─── TEXT FOR ANALYSIS ───

Key Experimental Results¶
Main Results: Manipulation Success Rate in Simulation¶
| Method | Bottle | Pen | PC | CM | Window | Door | Lamp |
|---|---|---|---|---|---|---|---|
| SAGE | 0.21 | 0.40 | 0.00 | 0.30 | 0.38 | 0.39 | 0.40 |
| CoPa | 0.58 | 0.47 | 0.17 | 0.40 | 0.08 | 0.39 | 0.20 |
| AdaManip | 0.46 | 0.53 | 0.50 | 0.60 | 0.46 | 0.44 | 0.30 |
| AdaRPG | 0.84 | 0.73 | 1.00 | 0.80 | 0.84 | 0.78 | 0.70 |
Ablation Study¶
| Configuration | Bottle | Pen | PC | CM | Window | Door | Lamp | Note |
|---|---|---|---|---|---|---|---|---|
| AdaRPG (full) | 0.84 | 0.73 | 1.00 | 0.80 | 0.84 | 0.78 | 0.70 | Full model |
| w/o prompt | 0.11 | 0.00 | 0.00 | 0.00 | 0.00 | 0.00 | 0.20 | Without GPT-guided descriptions; near-total failure |
| w/o affordance | 0.78 | 0.58 | 0.83 | 0.60 | 0.57 | 0.63 | 0.40 | Uniform affordance scores; average drop of ~15% |
Key Findings¶
- AdaRPG surpasses all baseline methods across all 7 categories, achieving 100% success rate on Pressure Cooker.
- Part segmentation IoU exceeds 80% across all categories (reaching 0.99 for Bottle).
- Part-level affordance F1 score substantially outperforms the whole-object-level method VAT-MART (average 0.74 vs. 0.27).
- Real-world success rates even exceed simulation results, as the foundation models are pretrained on real-world data.
Highlights & Insights¶
- Parts as intermediate representations constitute an elegant decoupling design: local part geometry is more similar across categories, naturally supporting generalization.
- Three-stage frozen foundation model cascade (GPT-4o → GroundingDINO → SAM) achieves high-quality part segmentation with zero training.
- Real-world performance surpassing simulation reveals the potential of foundation models in bridging the sim-to-real gap.
Limitations & Future Work¶
- The atomic skill set is relatively simple (6 types) and may be insufficient for more complex tool-use scenarios.
- Inference latency from GPT-4o may limit real-time applicability.
- The affordance model still requires training on a specific dataset, precluding fully zero-shot operation.

───

TASKS =
1. Say whether each statement agrees with the AdaRPG results summary. Answer yes or no, and quote the words of the summary that decide it.
(a) AdaRPG reaches a 100% success rate on Pressure Cooker.
(b) Using uniform affordance scores leads to near-total failure.
(c) The affordance model can run fully zero-shot with no training.
2. Using the AdaRPG results summary, answer each question briefly.
(a) How many types make up the atomic skill set?
(b) Which three foundation models form the cascade, in order?
(c) What part segmentation IoU is reached for Bottle?
3. Carry the AdaRPG results summary on from its final line, keeping its style.

─── RECORDS SHOWN ───

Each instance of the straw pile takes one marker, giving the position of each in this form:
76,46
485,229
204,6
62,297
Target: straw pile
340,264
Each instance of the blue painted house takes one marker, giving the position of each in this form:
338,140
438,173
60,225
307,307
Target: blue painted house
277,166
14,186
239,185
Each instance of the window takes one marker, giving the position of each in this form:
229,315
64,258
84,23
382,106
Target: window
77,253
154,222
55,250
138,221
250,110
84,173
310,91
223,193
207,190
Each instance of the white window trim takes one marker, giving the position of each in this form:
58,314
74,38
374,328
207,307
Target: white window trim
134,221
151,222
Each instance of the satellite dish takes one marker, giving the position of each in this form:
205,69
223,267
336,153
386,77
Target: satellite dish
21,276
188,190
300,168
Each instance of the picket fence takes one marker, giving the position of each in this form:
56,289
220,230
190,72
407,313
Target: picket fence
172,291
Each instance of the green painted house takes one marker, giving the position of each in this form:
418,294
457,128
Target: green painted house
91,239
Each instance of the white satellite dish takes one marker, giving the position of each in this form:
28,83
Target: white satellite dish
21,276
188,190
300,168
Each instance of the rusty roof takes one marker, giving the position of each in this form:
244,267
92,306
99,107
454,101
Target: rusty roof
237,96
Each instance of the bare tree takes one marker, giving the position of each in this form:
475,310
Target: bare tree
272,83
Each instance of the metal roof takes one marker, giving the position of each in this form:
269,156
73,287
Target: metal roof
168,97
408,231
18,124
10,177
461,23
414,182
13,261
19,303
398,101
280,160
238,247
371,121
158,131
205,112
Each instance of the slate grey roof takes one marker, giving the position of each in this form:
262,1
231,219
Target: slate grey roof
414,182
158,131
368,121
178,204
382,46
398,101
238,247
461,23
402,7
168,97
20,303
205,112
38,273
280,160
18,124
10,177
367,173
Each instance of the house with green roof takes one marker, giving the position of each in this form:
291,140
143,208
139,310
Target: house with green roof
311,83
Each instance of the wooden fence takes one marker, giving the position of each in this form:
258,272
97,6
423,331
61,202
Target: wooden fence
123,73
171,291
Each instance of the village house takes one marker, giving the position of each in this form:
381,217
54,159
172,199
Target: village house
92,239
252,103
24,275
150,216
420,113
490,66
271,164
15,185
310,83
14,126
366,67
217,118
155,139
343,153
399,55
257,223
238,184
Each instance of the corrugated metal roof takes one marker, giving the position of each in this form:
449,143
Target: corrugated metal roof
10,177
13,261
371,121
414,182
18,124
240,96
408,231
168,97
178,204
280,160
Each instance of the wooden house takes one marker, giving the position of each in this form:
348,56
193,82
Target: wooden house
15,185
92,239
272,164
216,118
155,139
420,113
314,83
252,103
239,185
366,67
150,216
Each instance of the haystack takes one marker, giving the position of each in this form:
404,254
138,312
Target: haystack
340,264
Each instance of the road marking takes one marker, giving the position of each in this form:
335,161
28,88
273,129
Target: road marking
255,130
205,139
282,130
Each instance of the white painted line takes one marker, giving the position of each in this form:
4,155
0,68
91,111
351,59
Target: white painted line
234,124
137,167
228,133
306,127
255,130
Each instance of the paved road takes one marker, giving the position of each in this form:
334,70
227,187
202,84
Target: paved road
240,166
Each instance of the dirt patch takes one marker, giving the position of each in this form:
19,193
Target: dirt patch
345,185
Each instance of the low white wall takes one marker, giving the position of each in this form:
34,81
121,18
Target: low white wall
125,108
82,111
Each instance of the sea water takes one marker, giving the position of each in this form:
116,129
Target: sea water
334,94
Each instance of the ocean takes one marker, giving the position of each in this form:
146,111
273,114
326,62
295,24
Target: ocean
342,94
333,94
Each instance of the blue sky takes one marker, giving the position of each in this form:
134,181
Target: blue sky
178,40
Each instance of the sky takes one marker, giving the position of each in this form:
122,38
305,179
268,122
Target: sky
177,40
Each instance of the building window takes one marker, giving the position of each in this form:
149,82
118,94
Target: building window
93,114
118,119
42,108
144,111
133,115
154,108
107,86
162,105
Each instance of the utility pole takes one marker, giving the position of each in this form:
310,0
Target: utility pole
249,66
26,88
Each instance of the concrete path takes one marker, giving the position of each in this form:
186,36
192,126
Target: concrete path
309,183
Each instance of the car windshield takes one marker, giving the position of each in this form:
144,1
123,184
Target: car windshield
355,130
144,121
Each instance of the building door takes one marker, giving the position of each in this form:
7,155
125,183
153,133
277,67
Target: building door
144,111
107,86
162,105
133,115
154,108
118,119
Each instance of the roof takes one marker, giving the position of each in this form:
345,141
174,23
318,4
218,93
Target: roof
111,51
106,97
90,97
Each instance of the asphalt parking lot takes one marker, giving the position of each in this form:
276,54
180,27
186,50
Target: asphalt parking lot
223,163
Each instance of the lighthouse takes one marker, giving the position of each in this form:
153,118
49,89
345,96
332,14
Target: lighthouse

───

ANSWERS FOR THIS EXERCISE =
1.
(a) Yes: "achieving 100% success rate on Pressure Cooker."
(b) No: "Uniform affordance scores; average drop of ~15%"
(c) No: "The affordance model still requires training on a specific dataset, precluding fully zero-shot operation."

2.
(a) 6
(b) GPT-4o, then GroundingDINO, then SAM
(c) 0.99

3.
Supplementary Results: Real-World Performance¶
| Method | Bottle | Pressure Cooker | Microwave | Lamp |
|---|---|---|---|---|
| SAGE | 5/10 | 6/10 | 3/10 | 6/10 |
| CoPa | 4/10 | 2/10 | 3/10 | 1/10 |
| AdaManip | 8/10 | 5/10 | 7/10 | 5/10 |
| AdaRPG | 9/10 | 10/10 | 9/10 | 8/10 |
Real-world performance comprehensively exceeds simulation results, attributed to the fact that all foundation models are pretrained on real-world data, while the simulation environment introduces a domain gap that slightly degrades performance. This finding suggests that incorporating more foundation models into robotic systems can better address real-world challenges.
Related Work & Insights¶
- vs. AdaManip: AdaManip trains diffusion policies via imitation learning, requiring large amounts of expert demonstrations and exhibiting limited cross-category generalization; AdaRPG achieves zero-shot cross-category generalization through foundation models.
- vs. SAGE: SAGE relies on GAPartNet for part pose estimation, which is less accurate than affordance representations, and errors propagate through the pipeline.
- vs. CoPa: CoPa employs GraspNet for general-purpose grasping, but such grasps fail to align with functional parts of articulated objects, leading to early execution failures.
Rating¶
- Novelty: ⭐⭐⭐⭐ The framework combining part-level affordance with foundation models is elegantly designed and effective.
- Experimental Thoroughness: ⭐⭐⭐⭐ Covers 7 simulation + 4 real-world object categories, with complete ablations and comprehensive baseline comparisons.
- Writing Quality: ⭐⭐⭐⭐ Figures and text are well coordinated; the pipeline is clearly presented.
- Value: ⭐⭐⭐⭐ Provides a practical zero-shot generalization solution for adaptive robotic manipulation.